### [DATASET CONTENT]

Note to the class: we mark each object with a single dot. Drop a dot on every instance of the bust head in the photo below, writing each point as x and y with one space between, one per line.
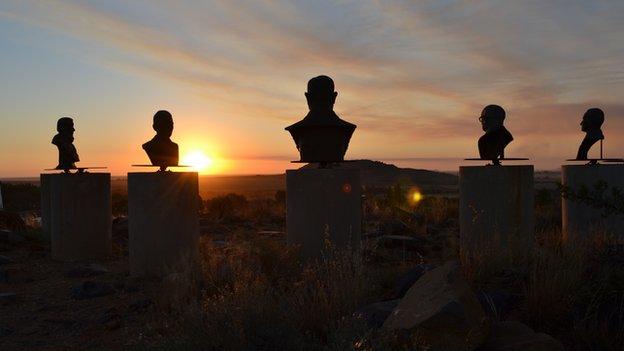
492 117
592 119
163 123
65 126
321 94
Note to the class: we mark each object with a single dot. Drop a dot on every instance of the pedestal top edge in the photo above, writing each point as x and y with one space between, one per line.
161 173
496 167
322 170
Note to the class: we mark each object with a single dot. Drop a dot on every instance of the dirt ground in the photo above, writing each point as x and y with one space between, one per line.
45 315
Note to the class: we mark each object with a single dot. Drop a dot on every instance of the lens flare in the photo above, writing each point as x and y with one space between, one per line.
415 196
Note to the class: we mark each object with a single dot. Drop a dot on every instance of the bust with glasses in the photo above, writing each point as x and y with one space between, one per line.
492 144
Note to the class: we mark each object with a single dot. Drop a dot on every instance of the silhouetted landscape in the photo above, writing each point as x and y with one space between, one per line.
251 291
311 175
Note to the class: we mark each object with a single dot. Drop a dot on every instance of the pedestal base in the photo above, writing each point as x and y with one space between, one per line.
324 210
579 219
76 215
163 221
496 205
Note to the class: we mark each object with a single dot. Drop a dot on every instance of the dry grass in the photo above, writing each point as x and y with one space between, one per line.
573 290
256 295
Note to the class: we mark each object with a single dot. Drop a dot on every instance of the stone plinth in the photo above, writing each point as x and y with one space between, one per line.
579 218
163 221
76 215
496 205
324 210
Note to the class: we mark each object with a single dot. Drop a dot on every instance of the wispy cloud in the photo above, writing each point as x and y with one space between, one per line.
404 69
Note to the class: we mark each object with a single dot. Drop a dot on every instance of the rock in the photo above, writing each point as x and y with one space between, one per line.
5 260
515 336
375 314
409 278
63 322
497 304
399 247
439 312
141 305
86 271
7 298
11 221
90 289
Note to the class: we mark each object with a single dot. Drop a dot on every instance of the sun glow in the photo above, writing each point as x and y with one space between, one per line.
199 161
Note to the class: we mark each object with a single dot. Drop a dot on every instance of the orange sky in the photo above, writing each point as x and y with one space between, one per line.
412 76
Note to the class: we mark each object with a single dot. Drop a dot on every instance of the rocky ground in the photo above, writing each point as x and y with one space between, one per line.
48 305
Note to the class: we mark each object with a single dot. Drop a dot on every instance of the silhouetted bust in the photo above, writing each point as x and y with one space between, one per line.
64 141
321 136
492 144
591 124
161 150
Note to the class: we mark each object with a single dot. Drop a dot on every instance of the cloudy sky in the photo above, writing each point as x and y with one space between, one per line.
413 75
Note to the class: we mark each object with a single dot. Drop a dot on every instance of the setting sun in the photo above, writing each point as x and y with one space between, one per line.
198 160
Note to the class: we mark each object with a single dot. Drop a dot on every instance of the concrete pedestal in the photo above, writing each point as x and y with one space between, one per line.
163 221
581 220
76 215
496 205
324 210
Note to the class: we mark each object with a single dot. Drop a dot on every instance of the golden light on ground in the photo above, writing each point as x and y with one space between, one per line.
199 161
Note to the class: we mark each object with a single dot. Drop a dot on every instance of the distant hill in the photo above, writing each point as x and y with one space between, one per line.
380 174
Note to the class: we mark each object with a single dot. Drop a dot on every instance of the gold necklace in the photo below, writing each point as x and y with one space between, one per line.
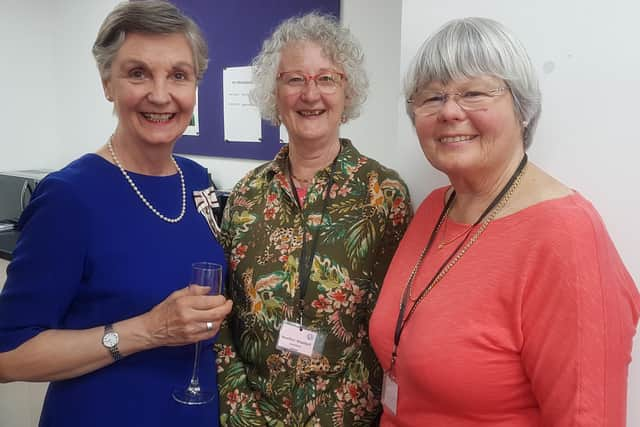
471 241
465 232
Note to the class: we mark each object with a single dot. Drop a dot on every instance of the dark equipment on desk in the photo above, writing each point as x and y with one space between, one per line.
16 188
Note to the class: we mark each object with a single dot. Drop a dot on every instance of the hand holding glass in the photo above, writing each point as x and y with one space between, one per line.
203 274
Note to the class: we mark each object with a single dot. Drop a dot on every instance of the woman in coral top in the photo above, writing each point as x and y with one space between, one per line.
506 303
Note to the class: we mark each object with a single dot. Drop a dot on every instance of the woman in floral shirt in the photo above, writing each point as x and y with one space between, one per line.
309 237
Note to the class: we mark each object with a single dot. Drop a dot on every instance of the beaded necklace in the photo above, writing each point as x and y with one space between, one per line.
141 196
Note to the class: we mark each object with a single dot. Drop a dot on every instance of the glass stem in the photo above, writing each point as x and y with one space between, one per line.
194 384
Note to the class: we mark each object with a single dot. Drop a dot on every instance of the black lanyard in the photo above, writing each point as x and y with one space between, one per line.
402 322
306 261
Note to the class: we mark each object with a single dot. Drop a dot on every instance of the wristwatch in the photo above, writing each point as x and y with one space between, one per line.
110 340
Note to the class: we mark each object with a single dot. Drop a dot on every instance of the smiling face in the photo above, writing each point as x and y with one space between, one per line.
153 87
311 117
469 143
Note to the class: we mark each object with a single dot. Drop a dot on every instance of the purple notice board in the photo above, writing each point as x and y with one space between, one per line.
235 30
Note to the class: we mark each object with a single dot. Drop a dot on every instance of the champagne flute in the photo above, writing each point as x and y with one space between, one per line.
203 274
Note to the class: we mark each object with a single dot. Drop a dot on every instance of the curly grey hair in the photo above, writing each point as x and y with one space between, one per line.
337 43
152 17
469 47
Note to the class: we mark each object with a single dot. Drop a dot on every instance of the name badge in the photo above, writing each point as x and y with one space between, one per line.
390 393
295 338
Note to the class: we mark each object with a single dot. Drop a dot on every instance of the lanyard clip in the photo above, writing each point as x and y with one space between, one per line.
300 313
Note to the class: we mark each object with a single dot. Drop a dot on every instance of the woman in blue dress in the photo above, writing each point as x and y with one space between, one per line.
97 299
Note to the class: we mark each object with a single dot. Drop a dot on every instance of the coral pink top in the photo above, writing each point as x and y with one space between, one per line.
532 327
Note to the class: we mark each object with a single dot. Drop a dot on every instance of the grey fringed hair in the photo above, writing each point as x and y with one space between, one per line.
469 47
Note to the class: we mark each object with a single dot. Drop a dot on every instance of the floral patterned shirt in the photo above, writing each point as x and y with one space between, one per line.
367 211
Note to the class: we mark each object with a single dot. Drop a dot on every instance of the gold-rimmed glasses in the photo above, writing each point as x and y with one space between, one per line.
327 82
428 103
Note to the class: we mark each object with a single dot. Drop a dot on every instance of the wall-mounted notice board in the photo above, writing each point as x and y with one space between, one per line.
235 30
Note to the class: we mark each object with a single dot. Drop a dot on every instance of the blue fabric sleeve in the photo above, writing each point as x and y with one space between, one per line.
47 265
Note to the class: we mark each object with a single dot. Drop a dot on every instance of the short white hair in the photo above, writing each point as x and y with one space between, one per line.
470 47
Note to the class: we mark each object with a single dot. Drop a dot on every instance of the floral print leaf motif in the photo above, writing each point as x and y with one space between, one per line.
262 232
243 219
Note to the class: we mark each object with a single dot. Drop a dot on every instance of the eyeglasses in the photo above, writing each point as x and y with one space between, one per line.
429 103
296 81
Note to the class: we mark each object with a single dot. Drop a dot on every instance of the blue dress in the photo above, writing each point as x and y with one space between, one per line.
92 253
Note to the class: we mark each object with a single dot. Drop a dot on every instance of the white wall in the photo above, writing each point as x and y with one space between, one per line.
54 109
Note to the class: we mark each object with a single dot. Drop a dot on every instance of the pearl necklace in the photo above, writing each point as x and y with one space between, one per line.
141 196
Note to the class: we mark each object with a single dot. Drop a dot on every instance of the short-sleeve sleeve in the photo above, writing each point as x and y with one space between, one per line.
48 263
578 319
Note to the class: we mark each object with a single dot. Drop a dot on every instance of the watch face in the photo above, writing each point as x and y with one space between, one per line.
110 340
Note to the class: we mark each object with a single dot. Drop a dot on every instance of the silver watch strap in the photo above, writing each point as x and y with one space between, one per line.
115 353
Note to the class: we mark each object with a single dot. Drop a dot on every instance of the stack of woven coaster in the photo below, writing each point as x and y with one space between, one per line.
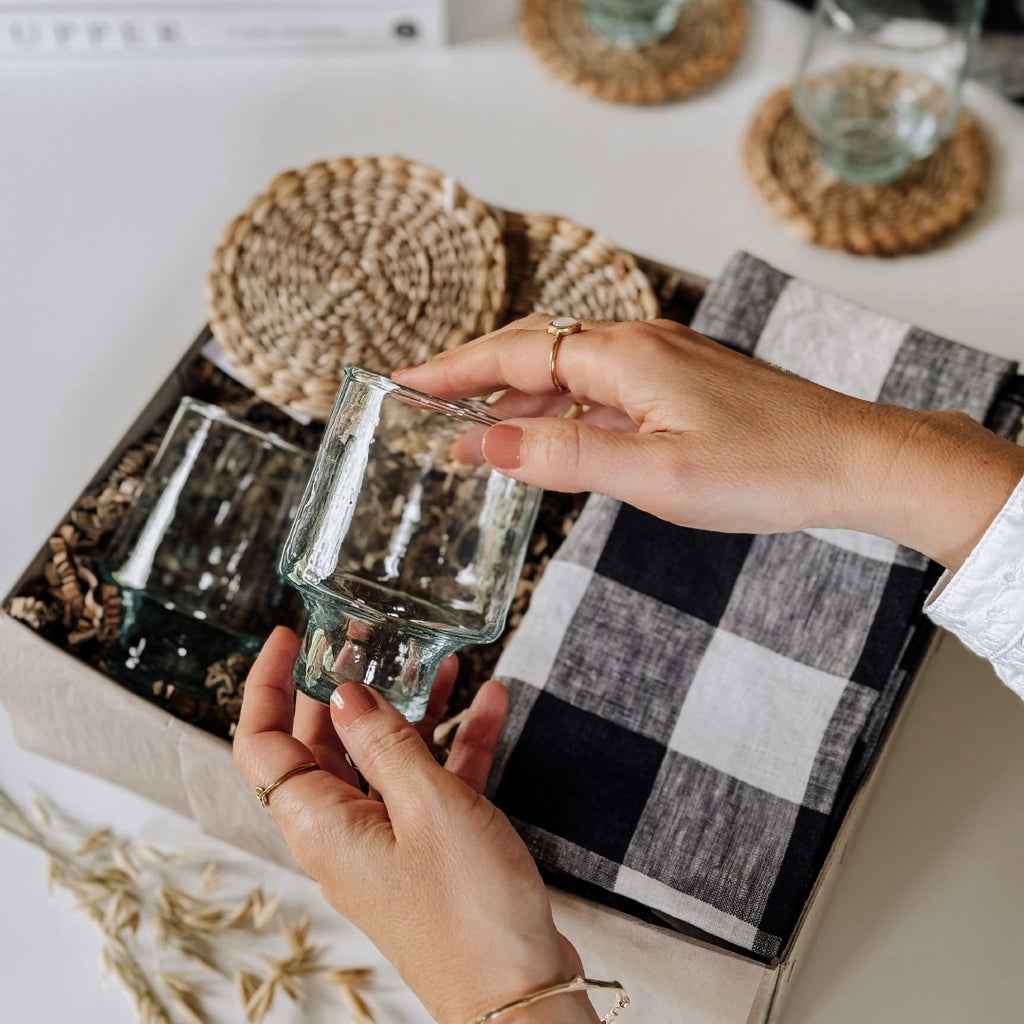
384 262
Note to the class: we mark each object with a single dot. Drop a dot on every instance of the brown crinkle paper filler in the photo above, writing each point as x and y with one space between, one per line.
72 607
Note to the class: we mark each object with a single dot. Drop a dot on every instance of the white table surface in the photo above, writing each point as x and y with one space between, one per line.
116 179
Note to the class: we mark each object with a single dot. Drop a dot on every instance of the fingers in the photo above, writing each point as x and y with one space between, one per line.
473 748
314 728
390 754
439 694
264 748
644 470
592 364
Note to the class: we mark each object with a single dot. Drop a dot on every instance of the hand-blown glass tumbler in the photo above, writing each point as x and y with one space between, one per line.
402 553
196 557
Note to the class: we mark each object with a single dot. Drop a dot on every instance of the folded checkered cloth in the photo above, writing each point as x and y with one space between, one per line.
691 712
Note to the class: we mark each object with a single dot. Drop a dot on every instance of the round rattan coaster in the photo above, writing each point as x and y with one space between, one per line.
702 47
933 197
557 266
381 262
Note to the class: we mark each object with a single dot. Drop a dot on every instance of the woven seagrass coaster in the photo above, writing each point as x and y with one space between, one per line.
560 267
379 262
909 214
705 44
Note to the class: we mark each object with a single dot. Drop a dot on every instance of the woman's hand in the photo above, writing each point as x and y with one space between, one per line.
431 871
704 436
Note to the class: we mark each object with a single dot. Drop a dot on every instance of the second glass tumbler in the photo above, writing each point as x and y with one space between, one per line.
402 553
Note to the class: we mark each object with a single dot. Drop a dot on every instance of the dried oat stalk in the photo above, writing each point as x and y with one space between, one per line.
168 938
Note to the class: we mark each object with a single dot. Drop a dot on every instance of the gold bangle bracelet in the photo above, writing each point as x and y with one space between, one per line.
572 985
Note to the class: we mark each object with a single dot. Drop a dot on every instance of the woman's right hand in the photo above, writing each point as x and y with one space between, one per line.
704 436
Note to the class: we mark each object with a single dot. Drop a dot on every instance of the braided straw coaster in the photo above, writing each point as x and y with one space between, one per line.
702 47
379 262
933 197
557 266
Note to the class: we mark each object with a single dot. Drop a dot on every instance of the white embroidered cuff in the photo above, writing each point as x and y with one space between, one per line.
983 602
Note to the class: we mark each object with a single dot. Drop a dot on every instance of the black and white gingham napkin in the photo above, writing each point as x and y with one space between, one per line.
692 711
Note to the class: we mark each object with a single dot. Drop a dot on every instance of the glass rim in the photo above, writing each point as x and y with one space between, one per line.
214 412
459 410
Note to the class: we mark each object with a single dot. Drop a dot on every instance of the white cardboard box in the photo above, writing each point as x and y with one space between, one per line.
164 28
61 708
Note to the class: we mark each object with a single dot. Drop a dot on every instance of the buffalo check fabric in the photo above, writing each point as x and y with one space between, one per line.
691 712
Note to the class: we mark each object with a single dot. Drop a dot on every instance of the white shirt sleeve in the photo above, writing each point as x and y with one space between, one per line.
983 602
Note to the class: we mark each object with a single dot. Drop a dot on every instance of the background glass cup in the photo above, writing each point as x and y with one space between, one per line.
402 553
879 84
633 23
195 558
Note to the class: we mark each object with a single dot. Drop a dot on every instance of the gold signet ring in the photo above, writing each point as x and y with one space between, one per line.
560 328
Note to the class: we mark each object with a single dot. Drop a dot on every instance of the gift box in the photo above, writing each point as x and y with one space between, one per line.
62 707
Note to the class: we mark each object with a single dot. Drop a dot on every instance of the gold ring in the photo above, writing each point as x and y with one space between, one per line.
263 792
560 328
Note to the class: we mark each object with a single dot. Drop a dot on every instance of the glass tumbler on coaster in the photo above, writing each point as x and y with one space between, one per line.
402 553
880 81
195 558
633 23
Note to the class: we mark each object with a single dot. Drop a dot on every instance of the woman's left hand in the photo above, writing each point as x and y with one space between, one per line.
431 870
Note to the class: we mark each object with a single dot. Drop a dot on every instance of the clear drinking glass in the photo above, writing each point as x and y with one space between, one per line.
195 558
401 552
879 84
633 23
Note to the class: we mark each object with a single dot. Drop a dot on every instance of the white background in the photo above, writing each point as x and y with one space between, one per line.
116 178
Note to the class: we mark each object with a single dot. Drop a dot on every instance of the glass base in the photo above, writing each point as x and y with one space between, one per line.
856 170
159 644
630 25
385 655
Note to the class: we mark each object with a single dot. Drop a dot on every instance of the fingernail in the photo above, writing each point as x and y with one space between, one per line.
350 700
501 445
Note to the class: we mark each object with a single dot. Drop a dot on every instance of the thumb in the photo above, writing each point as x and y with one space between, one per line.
385 748
571 456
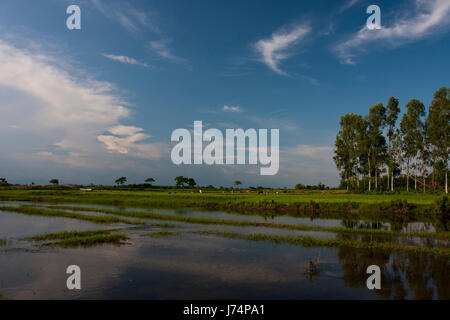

### [DESCRIPTION OF THE TASK]
Everything from the line containing "the glass base" through the last line of the entries is to be output exactly as written, minus any pictures.

### [SOLUTION TO THIS TASK]
Note to the class: we mark each object with a single dot. Drop a dot on every instance of the glass base in the photo above, writing each point as x and y with one space between, one per line.
856 170
159 644
630 25
385 655
Note to the class: we mark each object with a single dot. Drop a dot on every instance of the fingernail in the photo above, writing each point as x and y with one space between, one per line.
350 700
501 445
Note to the class: we mark each object with a single dot. Drop a dot on every instance of the thumb in the photo above, writing each point as x and y with one space between, one per line.
385 748
571 456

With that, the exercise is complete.